▸ **Given request**: Output the lines below as a JSON list of strings, with one string for each line and no blank lines. Leave the pictures out.

▸ **Supplied data**:
══════
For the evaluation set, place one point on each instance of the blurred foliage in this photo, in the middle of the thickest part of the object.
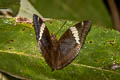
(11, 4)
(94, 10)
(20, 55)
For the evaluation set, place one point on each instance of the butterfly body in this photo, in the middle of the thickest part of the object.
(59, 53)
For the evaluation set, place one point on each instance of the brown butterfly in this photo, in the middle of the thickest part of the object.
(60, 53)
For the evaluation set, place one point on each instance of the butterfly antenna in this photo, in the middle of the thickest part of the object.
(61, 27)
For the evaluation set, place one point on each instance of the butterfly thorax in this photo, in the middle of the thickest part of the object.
══════
▸ **Response to the task**:
[
  "For the evaluation set, place one point on each instance of the blurred foliage in this photo, in the middle of the thickest part of the object.",
  "(11, 4)",
  "(94, 10)",
  "(20, 55)",
  "For the evaluation set, place one point on each instance of the butterfly body in this photo, in the middle of the thickest part of the object.",
  "(59, 53)",
  "For the evaluation set, place one point on each instance of the brown butterfly in this photo, in the middle of the thickest part of the object.",
  "(60, 53)",
  "For the evaluation set, place one point on each instance of the butterfly antenna in this photo, in the middle of the thickest part of the object.",
  "(61, 27)",
  "For the evaluation set, place one point on each instance of the butterfly thorax in this photo, in the middle of the thickest part of the object."
]